→ **Objective**:
Give every entry again, unchanged, and leave its images out.

→ **Input data**:
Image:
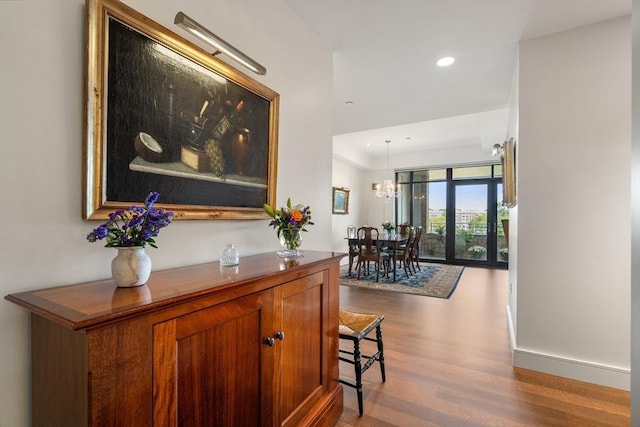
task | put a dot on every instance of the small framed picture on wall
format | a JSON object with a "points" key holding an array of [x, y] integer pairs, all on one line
{"points": [[340, 200]]}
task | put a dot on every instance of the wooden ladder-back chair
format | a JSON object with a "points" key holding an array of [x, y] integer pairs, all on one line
{"points": [[415, 250], [369, 250]]}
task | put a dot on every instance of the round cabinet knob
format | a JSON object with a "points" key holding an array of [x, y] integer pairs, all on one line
{"points": [[269, 341]]}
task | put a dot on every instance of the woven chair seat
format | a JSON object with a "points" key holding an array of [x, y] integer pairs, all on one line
{"points": [[356, 324], [355, 327]]}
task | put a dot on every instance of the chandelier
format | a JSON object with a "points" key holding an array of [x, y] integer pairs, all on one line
{"points": [[387, 190]]}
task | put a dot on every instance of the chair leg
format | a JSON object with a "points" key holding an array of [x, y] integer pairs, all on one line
{"points": [[357, 366], [381, 350]]}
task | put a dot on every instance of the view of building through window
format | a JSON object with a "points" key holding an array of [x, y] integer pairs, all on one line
{"points": [[466, 201]]}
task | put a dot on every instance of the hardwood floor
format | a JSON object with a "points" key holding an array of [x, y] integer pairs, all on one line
{"points": [[448, 363]]}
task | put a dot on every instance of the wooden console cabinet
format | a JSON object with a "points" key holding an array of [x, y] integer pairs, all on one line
{"points": [[254, 345]]}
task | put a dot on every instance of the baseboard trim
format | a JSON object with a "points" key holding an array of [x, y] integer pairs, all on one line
{"points": [[609, 376], [512, 332]]}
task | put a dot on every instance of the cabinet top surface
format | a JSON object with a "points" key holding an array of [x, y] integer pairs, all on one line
{"points": [[88, 304]]}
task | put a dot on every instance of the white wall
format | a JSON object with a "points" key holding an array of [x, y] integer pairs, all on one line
{"points": [[635, 218], [351, 177], [41, 117], [512, 298], [573, 312]]}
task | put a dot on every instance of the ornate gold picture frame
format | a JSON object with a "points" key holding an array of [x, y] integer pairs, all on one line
{"points": [[164, 115]]}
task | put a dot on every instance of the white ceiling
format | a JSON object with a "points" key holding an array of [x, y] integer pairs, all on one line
{"points": [[384, 54]]}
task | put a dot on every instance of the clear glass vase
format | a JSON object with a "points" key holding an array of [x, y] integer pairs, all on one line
{"points": [[290, 241]]}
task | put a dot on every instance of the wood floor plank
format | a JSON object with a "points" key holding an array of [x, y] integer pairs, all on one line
{"points": [[448, 363]]}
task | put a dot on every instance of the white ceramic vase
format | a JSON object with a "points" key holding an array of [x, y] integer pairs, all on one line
{"points": [[131, 267]]}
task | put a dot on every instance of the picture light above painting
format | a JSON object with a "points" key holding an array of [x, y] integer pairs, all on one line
{"points": [[164, 115]]}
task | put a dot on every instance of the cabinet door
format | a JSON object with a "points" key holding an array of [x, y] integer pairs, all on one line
{"points": [[212, 367], [301, 316]]}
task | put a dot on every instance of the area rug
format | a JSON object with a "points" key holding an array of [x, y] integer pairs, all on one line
{"points": [[432, 280]]}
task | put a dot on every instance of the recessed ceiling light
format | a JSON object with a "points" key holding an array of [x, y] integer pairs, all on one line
{"points": [[446, 61]]}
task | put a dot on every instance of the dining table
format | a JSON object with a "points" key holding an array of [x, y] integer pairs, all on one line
{"points": [[391, 244]]}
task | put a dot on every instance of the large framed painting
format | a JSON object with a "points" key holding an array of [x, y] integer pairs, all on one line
{"points": [[164, 115]]}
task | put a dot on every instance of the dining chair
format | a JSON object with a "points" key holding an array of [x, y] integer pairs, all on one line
{"points": [[356, 327], [415, 250], [403, 229], [403, 253], [369, 251]]}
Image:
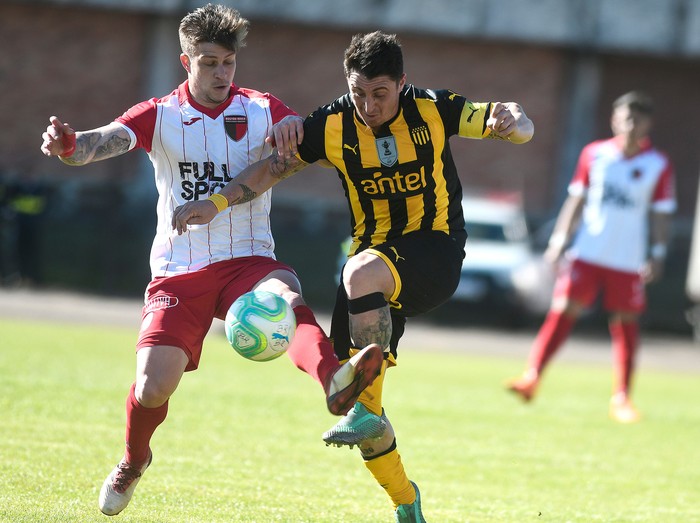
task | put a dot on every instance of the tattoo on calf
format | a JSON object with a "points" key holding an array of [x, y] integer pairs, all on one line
{"points": [[379, 331]]}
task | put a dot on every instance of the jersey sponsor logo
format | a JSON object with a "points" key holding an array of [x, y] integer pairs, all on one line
{"points": [[386, 149], [420, 135], [201, 179], [387, 185], [236, 126], [617, 197]]}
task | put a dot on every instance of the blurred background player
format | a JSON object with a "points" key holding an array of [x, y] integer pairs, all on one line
{"points": [[196, 137], [618, 213], [389, 143]]}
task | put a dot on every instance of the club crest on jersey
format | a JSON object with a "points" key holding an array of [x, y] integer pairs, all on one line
{"points": [[236, 126], [420, 135], [386, 149]]}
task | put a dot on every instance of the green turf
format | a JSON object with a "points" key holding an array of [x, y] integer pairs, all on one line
{"points": [[242, 440]]}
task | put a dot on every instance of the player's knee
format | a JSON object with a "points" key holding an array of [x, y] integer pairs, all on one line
{"points": [[153, 393], [373, 448]]}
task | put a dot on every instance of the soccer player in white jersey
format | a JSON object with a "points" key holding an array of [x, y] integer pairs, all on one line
{"points": [[616, 220], [197, 137]]}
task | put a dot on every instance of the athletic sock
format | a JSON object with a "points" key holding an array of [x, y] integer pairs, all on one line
{"points": [[141, 423], [388, 471], [625, 338], [552, 334], [311, 350]]}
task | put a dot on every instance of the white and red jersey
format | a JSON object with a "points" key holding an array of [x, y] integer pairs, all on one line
{"points": [[195, 151], [619, 194]]}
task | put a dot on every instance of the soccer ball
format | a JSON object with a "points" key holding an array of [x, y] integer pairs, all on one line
{"points": [[260, 325]]}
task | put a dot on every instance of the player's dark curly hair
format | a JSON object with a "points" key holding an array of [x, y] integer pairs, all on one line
{"points": [[637, 101], [216, 24], [374, 54]]}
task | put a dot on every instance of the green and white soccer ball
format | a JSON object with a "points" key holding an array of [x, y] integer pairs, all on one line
{"points": [[260, 325]]}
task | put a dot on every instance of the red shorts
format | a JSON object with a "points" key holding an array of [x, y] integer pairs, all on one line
{"points": [[584, 282], [179, 310]]}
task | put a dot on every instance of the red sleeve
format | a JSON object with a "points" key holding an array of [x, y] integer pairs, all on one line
{"points": [[141, 119], [279, 110], [581, 180]]}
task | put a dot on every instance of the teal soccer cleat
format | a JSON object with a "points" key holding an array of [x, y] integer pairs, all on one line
{"points": [[356, 426], [410, 513]]}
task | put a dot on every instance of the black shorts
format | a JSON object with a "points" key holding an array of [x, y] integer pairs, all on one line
{"points": [[426, 266]]}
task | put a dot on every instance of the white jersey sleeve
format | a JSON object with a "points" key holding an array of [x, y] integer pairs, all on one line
{"points": [[195, 151]]}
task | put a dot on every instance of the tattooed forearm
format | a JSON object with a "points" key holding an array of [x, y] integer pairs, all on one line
{"points": [[114, 146], [371, 327], [248, 195], [92, 146], [282, 168]]}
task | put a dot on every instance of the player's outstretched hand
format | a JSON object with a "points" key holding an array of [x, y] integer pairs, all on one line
{"points": [[59, 139], [193, 213], [286, 134], [508, 121], [502, 120]]}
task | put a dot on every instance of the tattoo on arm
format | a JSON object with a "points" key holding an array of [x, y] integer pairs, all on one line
{"points": [[282, 168], [92, 146], [247, 195], [114, 146]]}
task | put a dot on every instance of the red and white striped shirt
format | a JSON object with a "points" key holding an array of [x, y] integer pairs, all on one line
{"points": [[619, 193], [195, 151]]}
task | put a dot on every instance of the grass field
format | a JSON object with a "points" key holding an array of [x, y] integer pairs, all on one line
{"points": [[242, 440]]}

→ **Written response**:
Image:
task | put a dot on every instance of the small framed picture on wall
format | a JSON object with a "points" key holding an array of [x, y] integer pairs, all on one line
{"points": [[340, 200]]}
task | put a dot on every instance of the wooden ladder-back chair
format | a JSON object with a "points" key holding an array of [x, y] integer pairs, all on one line
{"points": [[415, 250], [369, 250]]}
task | put a dot on every instance of the round cabinet knob
format | a JSON object with a "points" key holding an array of [x, y] integer pairs, all on one line
{"points": [[269, 341]]}
task | put a dot on every instance of the woven chair seat
format | a JSON object with a "points" key holding an array of [x, y] integer pairs, all on one line
{"points": [[356, 324], [355, 327]]}
task | put a dot on every instance of the chandelier
format | a JSON object with a "points" key holding an array of [x, y] integer pairs, all on one line
{"points": [[387, 190]]}
task | put a dot on every instance of the chair leg
format | a JSON object with a "points" key holding an array of [x, y] integer pairs, all on one line
{"points": [[357, 366], [381, 350]]}
task | put a dot on every instance of the view of building through window
format | a JSON object with a "points" key holding an array of [x, y] integer pairs, all on one line
{"points": [[466, 201]]}
task | put a dot on every instance of the hardwood floor
format | a JSON object with a "points" key holding an array of [x, y] integer pairs, all on one line
{"points": [[448, 363]]}
task | put a dot on every instance of the wooden console cabinet
format | a JSON object with a "points" key holding an array of [x, y] integer pairs, all on one line
{"points": [[254, 345]]}
task | put a dot on every instance of the baseboard trim
format | a JSON object with a "points" key holding an array of [x, y] integer pairs, all on one line
{"points": [[609, 376], [512, 332]]}
task | put a dot on every instance of the cabinet top surface
format | a JSON object with a "points" key holding an array of [x, y] integer pairs, all on one line
{"points": [[88, 304]]}
task | put a dot on every instance of the white wall
format | a JSON object with a "points" key holding an array of [x, y] integer pairs, all on one line
{"points": [[635, 218], [351, 177], [41, 117], [512, 298], [573, 312]]}
task | put a dot on every instance of the ornate gold picture frame
format | a JSON object with a "points" key holding an array of [x, y] integer pairs, all on one line
{"points": [[164, 115]]}
task | put a dot on every instance of the white ceiling
format | a JSON object with a "points" key holding an array of [x, y] integer pairs, all on one line
{"points": [[384, 54]]}
task | put a dot on every instance of the clear glass vase
format | a JSON object with a "points" key holding an array of [x, y] integer pairs, all on one line
{"points": [[290, 241]]}
task | put a dot on every instance of the wood floor plank
format | a JSON object with a "points" key holding an array of [x, y] integer pairs, all on one line
{"points": [[448, 363]]}
task | put a dot on every instance of the white ceramic vase
format | a JSON object with a "points" key holding an array of [x, y] integer pairs, all on one line
{"points": [[131, 267]]}
task | put a dot on every instance of the picture light above painting
format | a JSON object with a "points" key holding an array of [x, y] integer pairs, all on one line
{"points": [[164, 115]]}
task | put a dot on every instance of the cabinet door
format | a JSON object with a "points" key holding an array of [x, y] integer pairs, all on one line
{"points": [[212, 367], [301, 316]]}
task | put a dot on every instance of the area rug
format | a JSON object with a "points" key holding an array of [x, y] integer pairs, all on one line
{"points": [[432, 280]]}
task | put a dot on every instance of the recessed ceiling light
format | a JSON object with a "points" key holding an array of [x, y] integer pairs, all on one line
{"points": [[446, 61]]}
task | put a dot on every instance of the dining table
format | a JSON object with a "points" key holding an array of [x, y] integer pairs, all on one line
{"points": [[391, 244]]}
task | put a dot on every instance of the large framed painting
format | a JSON object with a "points" key holding an array of [x, y] integer pairs, all on one line
{"points": [[164, 115]]}
task | put a dot on every instance of the dining chair
format | a JSON object with a "points" key holding an array of [x, y] integer pairs, all on one line
{"points": [[356, 327], [415, 250], [403, 229], [403, 253], [369, 251]]}
Image:
task | put a dot on every instance of the tattoo on calf
format | a JSON object with a "points" key holding an array of [x, y] integer pairs, all on one line
{"points": [[379, 331]]}
task | put a dot on every instance of the jersey sponsor logo
format | a JSON object with a "points" key holding an array of [x, y] integer pairs, all on one line
{"points": [[386, 149], [420, 135], [201, 179], [387, 185], [236, 126], [617, 197]]}
task | put a dot on every instance of the blurred background player
format | a JSON object with a "points" key holding an array of [x, y] integer pairs, all on one line
{"points": [[196, 137], [618, 213], [389, 143]]}
task | put a dot on every instance of the club crest on jersey
format | a JSON object with a "points" key holding an array of [x, y] integer pairs, all on one line
{"points": [[236, 126], [420, 135], [386, 149]]}
task | put a dot on every instance of the green turf
format | a JSON object with a "points" key holding an array of [x, y] integer pairs, all on one line
{"points": [[242, 440]]}
task | put a dot on every instance of the player's knee
format | a JSON object with a "points" key holding an array of [x, y] integer pairs, all on one line
{"points": [[153, 393], [373, 448]]}
task | put a dot on every instance of the soccer player in white jersey
format | a JSON object with a "points" key holding an array of [x, y] integer pairs, all on one line
{"points": [[616, 220], [197, 137]]}
task | put a dot on every instance of the athletic sock
format | a JSON object with a "points" key holding an array of [x, y] integer pairs, all on one line
{"points": [[141, 423], [388, 471], [625, 338], [552, 334], [311, 350]]}
task | put a dot on every instance of the white and red jersey
format | a JSON object with a "points" key holding an array of [x, y] integer pairs, all on one line
{"points": [[195, 151], [619, 194]]}
task | put a dot on every instance of the soccer ball
format | a JSON object with a "points" key holding an array of [x, y] integer pairs, all on one line
{"points": [[260, 325]]}
task | put a dot on every instance of the player's dark curly hair
format | a JSON object with a "points" key holding an array of [x, y] integer pairs, all on one line
{"points": [[637, 101], [216, 24], [374, 54]]}
task | put a dot on every instance of the green and white soccer ball
format | a JSON object with a "points" key holding an array of [x, y] integer pairs, all on one line
{"points": [[260, 325]]}
task | put a dot on every instance of the red shorts
format | a JSON object with a "points" key holding an array of [x, y] integer pairs, all on one line
{"points": [[584, 282], [179, 310]]}
task | put a dot on every instance of the red sleeve
format | a JSON object with a "points" key holding an array of [x, y] integer pairs, all on one line
{"points": [[141, 119], [279, 110], [581, 180]]}
task | put a dot on every instance of the teal soccer cleat
format | a JSON object with a "points" key holding an array of [x, y] integer pairs, all on one line
{"points": [[356, 426], [410, 513]]}
task | put a dot on every instance of the black shorts
format | a JSON object with a "points" key holding an array of [x, y] integer pairs, all on one line
{"points": [[426, 266]]}
task | put a dot on every instance of the white jersey sleeve
format | a JSON object with a "points" key holding an array of [x, y] integer pairs, all on one line
{"points": [[195, 151]]}
task | put a dot on every instance of the tattooed forearm
format | a JSON object with a "points" key holding an array of [x, y] integer pairs, all on one line
{"points": [[114, 146], [371, 327], [248, 195], [92, 146], [282, 168]]}
task | put a dot on every instance of the player's outstretched hand
format | a JSON object with a "points" key holding an array of [x, y] integer pairs, all on one line
{"points": [[59, 139], [193, 213], [286, 134], [508, 121], [502, 120]]}
task | put a dot on every instance of the tattoo on arm
format | a JSON object with a "points" key holding an array of [x, y] integer pairs, all on one line
{"points": [[282, 168], [92, 146], [247, 195], [114, 146]]}
task | put a dot on every instance of the red and white striped shirt
format | a JSON object with a "points" key holding an array of [x, y] integer pairs, all on one line
{"points": [[619, 193], [195, 151]]}
task | put a dot on every instance of the grass field
format | a JSON object with a "points" key holding an array of [x, y] integer pairs, all on one line
{"points": [[242, 440]]}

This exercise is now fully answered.